Author: Laura Gutierrez Funderburk Date: June 2017
1.4 Some Hidden Messages are More Elusive than Others
We are computing the Hamming Distance Problem: The Hamming distance between two strings of equal length is the number of positions at which the corresponding symbols are different. It measures the minimum number of errors that could have transformed one string into the other. This algorithm will take: Input: Two strings of equal length Output: The Hamming distance between these strings

In [37]:
import numpy as np

In [40]:
def Hamming_Distance(sequence_one,sequence_two):
    if len(sequence_one)==len(sequence_two): 
        length_of_sequence = len(sequence_one)
        count = 0
        for i in range(length_of_sequence):
            if sequence_one[i] != sequence_two[i]:
                count += 1
        return count
    else:
        print("Sequences must be strings of the same length")

In [195]:
seq_one = "CAGAAAGGAAGGTCCCCATACACCGACGCACCAGTTTA"
seq_two = "CACGCCGTATGCATAAACGAGCCGCACGAACCAGAGAG"
print(Hamming_Distance(seq_one,seq_two))

DATA SUPPLIED:
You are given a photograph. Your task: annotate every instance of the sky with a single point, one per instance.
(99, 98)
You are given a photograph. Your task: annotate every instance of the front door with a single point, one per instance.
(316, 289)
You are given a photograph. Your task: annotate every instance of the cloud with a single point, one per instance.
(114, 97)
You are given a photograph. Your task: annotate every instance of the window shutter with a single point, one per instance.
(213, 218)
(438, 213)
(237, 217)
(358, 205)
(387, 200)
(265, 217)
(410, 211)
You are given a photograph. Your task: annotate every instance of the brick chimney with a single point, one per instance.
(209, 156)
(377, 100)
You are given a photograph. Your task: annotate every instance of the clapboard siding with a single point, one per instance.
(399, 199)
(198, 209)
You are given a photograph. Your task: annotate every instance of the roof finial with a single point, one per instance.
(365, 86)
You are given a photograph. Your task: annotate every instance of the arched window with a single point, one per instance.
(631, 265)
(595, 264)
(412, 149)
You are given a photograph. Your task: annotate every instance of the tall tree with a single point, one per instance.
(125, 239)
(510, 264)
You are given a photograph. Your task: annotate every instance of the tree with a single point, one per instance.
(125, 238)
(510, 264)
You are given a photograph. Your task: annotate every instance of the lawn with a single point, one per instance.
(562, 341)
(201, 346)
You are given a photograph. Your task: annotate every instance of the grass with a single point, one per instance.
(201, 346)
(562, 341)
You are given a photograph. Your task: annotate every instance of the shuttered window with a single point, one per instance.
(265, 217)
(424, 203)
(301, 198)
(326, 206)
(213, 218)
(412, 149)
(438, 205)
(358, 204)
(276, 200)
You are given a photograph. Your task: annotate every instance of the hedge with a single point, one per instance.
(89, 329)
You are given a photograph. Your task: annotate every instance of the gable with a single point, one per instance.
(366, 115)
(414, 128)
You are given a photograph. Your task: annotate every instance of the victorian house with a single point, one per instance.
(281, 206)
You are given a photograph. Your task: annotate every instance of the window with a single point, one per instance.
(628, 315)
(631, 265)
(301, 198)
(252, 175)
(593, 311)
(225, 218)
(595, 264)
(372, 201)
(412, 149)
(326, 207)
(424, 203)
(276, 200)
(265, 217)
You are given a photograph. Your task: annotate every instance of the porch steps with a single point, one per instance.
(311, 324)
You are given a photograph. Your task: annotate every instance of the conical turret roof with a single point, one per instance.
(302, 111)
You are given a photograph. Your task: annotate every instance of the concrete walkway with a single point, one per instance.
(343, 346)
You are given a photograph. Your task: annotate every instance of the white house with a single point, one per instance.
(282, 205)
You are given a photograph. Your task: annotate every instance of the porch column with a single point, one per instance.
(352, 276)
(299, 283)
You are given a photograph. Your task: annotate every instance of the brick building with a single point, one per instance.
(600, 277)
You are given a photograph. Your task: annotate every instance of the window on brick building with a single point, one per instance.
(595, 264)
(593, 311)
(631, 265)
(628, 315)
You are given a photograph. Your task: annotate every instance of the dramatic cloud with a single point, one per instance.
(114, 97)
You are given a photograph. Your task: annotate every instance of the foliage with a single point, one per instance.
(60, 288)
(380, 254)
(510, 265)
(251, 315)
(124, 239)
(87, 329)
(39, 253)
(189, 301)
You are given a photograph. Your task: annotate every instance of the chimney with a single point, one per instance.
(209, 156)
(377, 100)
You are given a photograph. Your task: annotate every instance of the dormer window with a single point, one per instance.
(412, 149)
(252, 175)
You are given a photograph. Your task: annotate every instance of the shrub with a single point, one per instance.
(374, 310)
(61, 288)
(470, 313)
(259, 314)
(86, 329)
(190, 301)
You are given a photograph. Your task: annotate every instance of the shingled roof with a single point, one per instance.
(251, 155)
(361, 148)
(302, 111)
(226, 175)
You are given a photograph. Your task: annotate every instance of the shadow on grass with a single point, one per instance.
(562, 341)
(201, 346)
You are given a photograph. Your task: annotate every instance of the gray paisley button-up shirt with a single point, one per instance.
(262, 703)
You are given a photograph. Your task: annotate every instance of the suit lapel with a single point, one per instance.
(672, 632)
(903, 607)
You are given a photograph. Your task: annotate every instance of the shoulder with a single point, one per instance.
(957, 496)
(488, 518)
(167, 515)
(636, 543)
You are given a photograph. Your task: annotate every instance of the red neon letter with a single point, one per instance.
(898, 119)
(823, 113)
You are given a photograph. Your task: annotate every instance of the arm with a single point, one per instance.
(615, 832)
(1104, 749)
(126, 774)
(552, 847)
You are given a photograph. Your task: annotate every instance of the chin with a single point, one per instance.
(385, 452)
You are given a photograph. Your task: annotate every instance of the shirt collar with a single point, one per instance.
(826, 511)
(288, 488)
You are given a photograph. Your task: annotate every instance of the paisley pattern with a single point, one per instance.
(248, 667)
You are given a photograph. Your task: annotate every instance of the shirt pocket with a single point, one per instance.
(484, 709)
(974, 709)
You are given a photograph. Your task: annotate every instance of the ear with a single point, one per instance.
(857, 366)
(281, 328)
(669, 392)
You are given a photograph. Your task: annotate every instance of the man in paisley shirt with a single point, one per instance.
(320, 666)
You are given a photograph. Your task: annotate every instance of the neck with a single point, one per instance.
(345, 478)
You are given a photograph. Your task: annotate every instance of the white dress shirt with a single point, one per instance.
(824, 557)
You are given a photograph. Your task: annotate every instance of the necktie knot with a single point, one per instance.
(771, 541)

STATED GOAL 1: According to the Hamming distance notebook, what does the Hamming distance measure?
STATED GOAL 2: Translate this sentence from the Hamming distance notebook into French: "The Hamming distance between two strings of equal length is the number of positions at which the corresponding symbols are different."

EXERCISE SOLUTION 1: It measures the minimum number of errors that could have transformed one string into the other.

EXERCISE SOLUTION 2: La distance de Hamming entre deux chaînes de même longueur est le nombre de positions auxquelles les symboles correspondants sont différents.